§ **WHAT IS ASKED**: The records that follow must be repeated verbatim, every one of them.

§ **LISTED RECORDS**:
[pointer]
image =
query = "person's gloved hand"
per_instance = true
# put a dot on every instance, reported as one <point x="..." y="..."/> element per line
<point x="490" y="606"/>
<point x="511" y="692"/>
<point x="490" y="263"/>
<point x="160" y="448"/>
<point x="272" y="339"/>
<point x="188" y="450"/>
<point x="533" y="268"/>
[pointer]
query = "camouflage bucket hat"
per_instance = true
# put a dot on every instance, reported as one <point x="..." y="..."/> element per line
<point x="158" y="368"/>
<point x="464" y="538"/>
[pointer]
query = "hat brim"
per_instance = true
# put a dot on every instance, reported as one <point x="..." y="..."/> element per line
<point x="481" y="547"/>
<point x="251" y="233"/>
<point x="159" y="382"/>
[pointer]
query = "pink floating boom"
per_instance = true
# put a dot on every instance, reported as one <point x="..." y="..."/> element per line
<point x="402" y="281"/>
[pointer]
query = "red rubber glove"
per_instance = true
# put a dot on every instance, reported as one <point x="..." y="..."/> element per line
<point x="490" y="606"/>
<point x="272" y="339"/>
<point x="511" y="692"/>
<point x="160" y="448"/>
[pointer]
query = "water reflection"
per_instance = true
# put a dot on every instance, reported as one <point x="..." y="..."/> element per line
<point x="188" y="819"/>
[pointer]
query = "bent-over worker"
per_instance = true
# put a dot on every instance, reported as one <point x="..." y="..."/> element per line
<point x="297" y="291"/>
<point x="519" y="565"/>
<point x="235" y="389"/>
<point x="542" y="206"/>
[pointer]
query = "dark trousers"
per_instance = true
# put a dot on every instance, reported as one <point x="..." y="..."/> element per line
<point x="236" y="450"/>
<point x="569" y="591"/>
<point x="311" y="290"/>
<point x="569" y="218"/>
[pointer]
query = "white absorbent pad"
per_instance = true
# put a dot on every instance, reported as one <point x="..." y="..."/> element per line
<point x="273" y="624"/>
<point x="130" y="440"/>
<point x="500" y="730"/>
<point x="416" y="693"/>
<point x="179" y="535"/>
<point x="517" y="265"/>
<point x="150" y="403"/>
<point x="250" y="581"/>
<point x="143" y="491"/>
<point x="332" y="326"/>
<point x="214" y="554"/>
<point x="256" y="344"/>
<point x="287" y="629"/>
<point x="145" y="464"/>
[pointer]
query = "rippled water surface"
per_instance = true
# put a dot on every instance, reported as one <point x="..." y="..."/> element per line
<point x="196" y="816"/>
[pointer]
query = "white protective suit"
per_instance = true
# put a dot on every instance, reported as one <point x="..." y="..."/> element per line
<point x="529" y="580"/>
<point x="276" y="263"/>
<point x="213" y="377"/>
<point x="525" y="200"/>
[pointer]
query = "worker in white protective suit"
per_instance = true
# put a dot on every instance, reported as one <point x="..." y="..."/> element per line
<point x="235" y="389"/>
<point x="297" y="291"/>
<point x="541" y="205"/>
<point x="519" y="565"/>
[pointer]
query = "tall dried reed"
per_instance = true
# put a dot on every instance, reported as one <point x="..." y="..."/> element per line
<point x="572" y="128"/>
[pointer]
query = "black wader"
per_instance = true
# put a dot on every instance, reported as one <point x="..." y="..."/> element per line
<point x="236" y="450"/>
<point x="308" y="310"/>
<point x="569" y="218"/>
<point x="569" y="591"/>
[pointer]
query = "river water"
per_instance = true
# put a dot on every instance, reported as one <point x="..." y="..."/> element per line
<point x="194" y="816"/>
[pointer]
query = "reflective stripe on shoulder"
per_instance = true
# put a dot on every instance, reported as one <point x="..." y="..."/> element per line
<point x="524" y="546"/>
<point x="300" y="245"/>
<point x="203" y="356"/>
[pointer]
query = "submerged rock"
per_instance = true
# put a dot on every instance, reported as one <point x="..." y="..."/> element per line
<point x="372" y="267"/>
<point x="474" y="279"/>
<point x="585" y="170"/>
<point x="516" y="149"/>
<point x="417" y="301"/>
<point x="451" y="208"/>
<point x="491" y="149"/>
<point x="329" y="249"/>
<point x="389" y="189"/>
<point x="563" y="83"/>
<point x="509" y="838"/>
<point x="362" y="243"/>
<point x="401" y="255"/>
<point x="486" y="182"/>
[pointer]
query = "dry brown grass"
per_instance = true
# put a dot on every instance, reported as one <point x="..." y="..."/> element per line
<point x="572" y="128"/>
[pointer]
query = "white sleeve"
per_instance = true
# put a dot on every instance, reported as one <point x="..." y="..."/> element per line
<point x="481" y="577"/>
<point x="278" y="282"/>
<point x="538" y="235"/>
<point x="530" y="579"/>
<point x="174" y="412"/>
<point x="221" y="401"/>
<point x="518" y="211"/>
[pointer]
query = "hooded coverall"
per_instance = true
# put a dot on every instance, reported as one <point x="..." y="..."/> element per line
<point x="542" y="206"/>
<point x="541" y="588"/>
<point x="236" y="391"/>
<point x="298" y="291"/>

§ **SOLUTION**:
[pointer]
image =
query = "person's gloved hand"
per_instance = true
# put a dot on every instance, reported as one <point x="..." y="..."/> element per line
<point x="490" y="606"/>
<point x="511" y="692"/>
<point x="490" y="263"/>
<point x="160" y="448"/>
<point x="272" y="339"/>
<point x="188" y="450"/>
<point x="533" y="268"/>
[pointer]
query = "camouflage bucket hat"
per_instance = true
# put a dot on every instance, reported as one <point x="..." y="..."/> element per line
<point x="158" y="368"/>
<point x="464" y="538"/>
[pointer]
query = "hat brim"
per_instance = true
# put a dot on every instance, reported as one <point x="..." y="..."/> element per line
<point x="481" y="547"/>
<point x="251" y="233"/>
<point x="159" y="382"/>
[pointer]
query = "pink floating boom"
per_instance = true
# put a dot on every instance, reported as one <point x="..." y="..."/> element per line
<point x="402" y="281"/>
[pointer]
query = "red rubber glove"
per_instance = true
# put a dot on every instance, reported as one <point x="..." y="..."/> element per line
<point x="490" y="606"/>
<point x="272" y="339"/>
<point x="511" y="692"/>
<point x="160" y="448"/>
[pointer]
query = "water reflection"
per_instance = true
# put a dot on every instance, reported as one <point x="..." y="..."/> element per line
<point x="188" y="819"/>
[pointer]
query = "bent-over worker"
per_instance = true
# put a dot on every instance, reported as one <point x="..." y="..."/> element per line
<point x="297" y="291"/>
<point x="519" y="565"/>
<point x="235" y="389"/>
<point x="542" y="206"/>
[pointer]
query = "dark trousers"
per_instance = true
# put a dot on every instance, reported as one <point x="..." y="..."/> element per line
<point x="236" y="450"/>
<point x="569" y="591"/>
<point x="311" y="290"/>
<point x="569" y="218"/>
[pointer]
query = "white absorbent pad"
per_instance = true
# put a dot on every instance, reported as one <point x="..." y="..."/> element per line
<point x="273" y="624"/>
<point x="130" y="440"/>
<point x="500" y="730"/>
<point x="416" y="693"/>
<point x="179" y="535"/>
<point x="517" y="265"/>
<point x="150" y="403"/>
<point x="250" y="581"/>
<point x="143" y="491"/>
<point x="332" y="326"/>
<point x="214" y="554"/>
<point x="256" y="344"/>
<point x="287" y="629"/>
<point x="145" y="464"/>
[pointer]
query = "rippled water surface"
per_instance = true
# put a dot on every instance, reported as one <point x="..." y="..."/> element per line
<point x="196" y="816"/>
[pointer]
query = "white protective suit"
per_instance = true
# put a dot on every instance, reported as one <point x="..." y="..."/> element per line
<point x="529" y="580"/>
<point x="276" y="263"/>
<point x="213" y="377"/>
<point x="525" y="200"/>
[pointer]
query = "worker in white protective suit"
per_instance = true
# put a dot on every instance, reported as one <point x="..." y="..."/> element per line
<point x="235" y="389"/>
<point x="297" y="291"/>
<point x="541" y="205"/>
<point x="519" y="565"/>
[pointer]
query = "tall dried reed"
per_instance = true
# put a dot on every instance, reported as one <point x="..." y="..."/> element per line
<point x="572" y="128"/>
[pointer]
query = "black wader"
per_instance = true
# put a dot on every instance, reported as one <point x="..." y="..."/> element per line
<point x="236" y="450"/>
<point x="308" y="310"/>
<point x="569" y="218"/>
<point x="569" y="591"/>
[pointer]
query = "river water"
per_instance = true
# put a dot on every instance, reported as one <point x="..." y="..."/> element per line
<point x="194" y="816"/>
[pointer]
query = "reflective stripe on shoulder"
per_instance = true
# put a dot on every instance, reported as one <point x="..." y="..."/> element per line
<point x="524" y="546"/>
<point x="300" y="245"/>
<point x="203" y="356"/>
[pointer]
query = "submerged rock"
per_instance = true
# put a dot on every instance, reported as one <point x="..." y="..."/> element per line
<point x="372" y="267"/>
<point x="474" y="279"/>
<point x="585" y="170"/>
<point x="516" y="149"/>
<point x="417" y="301"/>
<point x="451" y="208"/>
<point x="491" y="149"/>
<point x="329" y="249"/>
<point x="389" y="189"/>
<point x="563" y="83"/>
<point x="509" y="838"/>
<point x="362" y="243"/>
<point x="401" y="255"/>
<point x="486" y="182"/>
[pointer]
query = "dry brown grass"
per_instance = true
# put a dot on every instance, reported as one <point x="..." y="..."/> element per line
<point x="572" y="128"/>
[pointer]
query = "white sleeve"
per_instance = true
# put a dot on every instance, reported as one <point x="..." y="..."/> element per line
<point x="481" y="577"/>
<point x="278" y="282"/>
<point x="538" y="235"/>
<point x="530" y="579"/>
<point x="174" y="412"/>
<point x="221" y="401"/>
<point x="518" y="211"/>
[pointer]
query = "hooded coverall"
per_instance = true
# put a dot on every instance, reported as one <point x="..." y="..."/> element per line
<point x="542" y="206"/>
<point x="541" y="588"/>
<point x="236" y="391"/>
<point x="298" y="291"/>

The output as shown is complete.